Tuesday, October 25, 2005

Melbourne Framed by Food

The classic city shot.

I began and ended my stay in Melbourne with fabulous meals. The first was on Lygon Street, Melbourne's "Little Italy." As you walk down the street, the hosts stop you on the sidewalk and try to convince you to come into their restaurant. We were finally persuaded by a charismatic man who promised us complimentary bruchetta. He said he was the Legend on Lygon Street, and showed an award that his restaurant had won. He was a great salesman. Throughout the dinner, he would come out and chat with Alex in Italian, often bursting out into song with him. It was very entertaining.

When the waiter came out and I ordered my food, he looked at me for a second and said, "You're from the States. Eastern seaboard, right?"I was stunned.
"I used to live in Boston. You can tell that from my accent?" I don't think I have a Boston accent at all.
He told me that he was from Boston. His accent was not Australian, but not American either. It decided to give him a little test.
"Can you believe the Red Sox are already out of the Series?"
"Yeah, but at least the Angels beat the Yankees. That's all I care about." Hmm. Maybe he really is from Boston.

The dinner was really nice and involved five bottles of wine and lasted nearly five hours which, according to Alex, is the Italian way.


When not eating, I spent some time looking around the city. It is very clean feeling, perhaps because the sky is so bright.

Some cool looking buildings.

I spent a good portion of one day on Brunswick Street. This is the arty, alternative area (for lack of a better way to describe it) full of organic shops and funky clothing stores.

Brunswick Street

I love train stations.

There is a museum in Chinatown dealing with Chinese Australian history that I would recommend going to, if you ever get the chance. The intro was fantastic. You start of by walking down a narrow, steep, winding, dark staircase to the basement. There is only enough light to see a few feet in front of you. Once you reach the corridor, you follow a winding path that suddenly brings you to a statue of a Chinese man standing in front of a ship to Australia. His voice-over begins, and he talks about how times are very bad in China, so he is going to Australia where people say there is lots of gold to be found. He is worried about having to leave his family, and he is nervous about living among people who have been known to be violent toward the immigrants.

The voice-over stops. The only ways out of this darkened room are the entrance you just came through and a burlap curtain. When you pass through the curtain you find yourself in the belly of a ship. It is crowded with bunks on either side, and it is musty. The ship creaks and moans. There is another curtain ahead of you. Through this is the deck of the ship, with the sounds of seagulls.

After this, it turns into basically every other museum. But man, that introduction was brilliant. It actually makes you feel some of the uncertainty and trepidation they must have felt embarking on this unknown voyage (a much smaller scale, of course).

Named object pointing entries
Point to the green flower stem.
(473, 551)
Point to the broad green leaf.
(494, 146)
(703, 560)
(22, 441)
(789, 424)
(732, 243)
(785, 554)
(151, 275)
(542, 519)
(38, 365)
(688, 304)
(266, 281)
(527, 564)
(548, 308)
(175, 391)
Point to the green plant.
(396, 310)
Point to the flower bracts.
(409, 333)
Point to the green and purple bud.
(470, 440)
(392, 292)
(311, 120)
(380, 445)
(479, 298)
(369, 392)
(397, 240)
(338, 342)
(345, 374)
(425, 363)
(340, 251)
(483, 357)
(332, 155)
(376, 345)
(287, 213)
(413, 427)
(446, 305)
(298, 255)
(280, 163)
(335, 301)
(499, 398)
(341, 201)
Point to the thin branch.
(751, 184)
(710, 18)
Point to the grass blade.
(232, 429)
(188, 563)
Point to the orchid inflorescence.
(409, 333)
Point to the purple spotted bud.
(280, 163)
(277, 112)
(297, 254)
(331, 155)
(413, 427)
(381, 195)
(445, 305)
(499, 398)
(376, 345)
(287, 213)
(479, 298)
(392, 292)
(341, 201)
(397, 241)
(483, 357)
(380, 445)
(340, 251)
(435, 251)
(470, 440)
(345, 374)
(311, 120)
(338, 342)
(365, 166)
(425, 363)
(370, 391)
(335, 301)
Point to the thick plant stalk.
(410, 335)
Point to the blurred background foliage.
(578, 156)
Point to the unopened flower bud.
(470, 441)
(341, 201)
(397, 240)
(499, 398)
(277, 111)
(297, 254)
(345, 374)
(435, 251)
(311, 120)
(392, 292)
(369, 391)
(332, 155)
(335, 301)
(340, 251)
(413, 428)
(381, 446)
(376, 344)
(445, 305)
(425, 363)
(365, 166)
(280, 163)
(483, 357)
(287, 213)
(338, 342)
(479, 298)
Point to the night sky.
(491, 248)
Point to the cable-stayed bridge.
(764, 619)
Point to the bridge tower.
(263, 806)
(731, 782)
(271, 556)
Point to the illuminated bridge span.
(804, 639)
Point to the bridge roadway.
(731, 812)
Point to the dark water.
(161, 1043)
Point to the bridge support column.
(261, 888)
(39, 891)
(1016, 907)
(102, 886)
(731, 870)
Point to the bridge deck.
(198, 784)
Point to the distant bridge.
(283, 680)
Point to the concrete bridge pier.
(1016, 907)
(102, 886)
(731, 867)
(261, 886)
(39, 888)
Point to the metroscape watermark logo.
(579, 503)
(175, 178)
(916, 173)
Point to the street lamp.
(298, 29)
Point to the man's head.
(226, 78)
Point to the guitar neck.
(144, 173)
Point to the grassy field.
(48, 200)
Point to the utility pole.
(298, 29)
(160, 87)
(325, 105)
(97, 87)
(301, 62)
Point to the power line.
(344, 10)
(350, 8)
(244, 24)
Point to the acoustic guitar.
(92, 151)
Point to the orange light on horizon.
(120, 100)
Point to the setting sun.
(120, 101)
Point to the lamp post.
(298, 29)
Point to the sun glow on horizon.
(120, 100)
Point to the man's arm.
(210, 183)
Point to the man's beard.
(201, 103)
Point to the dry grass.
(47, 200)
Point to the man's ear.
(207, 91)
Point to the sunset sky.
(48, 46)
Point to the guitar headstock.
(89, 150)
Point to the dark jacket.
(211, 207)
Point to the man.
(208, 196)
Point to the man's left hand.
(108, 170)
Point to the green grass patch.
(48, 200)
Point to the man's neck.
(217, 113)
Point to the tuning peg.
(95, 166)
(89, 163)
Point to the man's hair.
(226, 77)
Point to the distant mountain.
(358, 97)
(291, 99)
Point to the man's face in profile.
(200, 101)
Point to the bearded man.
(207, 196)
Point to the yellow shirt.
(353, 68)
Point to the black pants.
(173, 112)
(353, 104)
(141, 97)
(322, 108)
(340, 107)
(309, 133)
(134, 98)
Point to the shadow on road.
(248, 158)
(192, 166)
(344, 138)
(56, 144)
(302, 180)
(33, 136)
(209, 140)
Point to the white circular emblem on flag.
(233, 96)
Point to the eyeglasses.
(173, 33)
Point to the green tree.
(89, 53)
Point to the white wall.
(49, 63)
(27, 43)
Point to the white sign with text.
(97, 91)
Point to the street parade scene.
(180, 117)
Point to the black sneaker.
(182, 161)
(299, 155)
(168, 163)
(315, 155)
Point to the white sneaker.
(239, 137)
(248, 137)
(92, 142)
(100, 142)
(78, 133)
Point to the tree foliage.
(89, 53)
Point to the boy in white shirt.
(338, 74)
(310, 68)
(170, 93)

PROBLEM DETAILS: Update the Melbourne text from the words "The dinner was" through the words "love train stations.", replacing "wine" with "beer".

ANSWER TO THIS TASK:
The dinner was really nice and involved five bottles of beer and lasted nearly five hours which, according to Alex, is the Italian way.


When not eating, I spent some time looking around the city. It is very clean feeling, perhaps because the sky is so bright.

Some cool looking buildings.

I spent a good portion of one day on Brunswick Street. This is the arty, alternative area (for lack of a better way to describe it) full of organic shops and funky clothing stores.

Brunswick Street

I love train stations.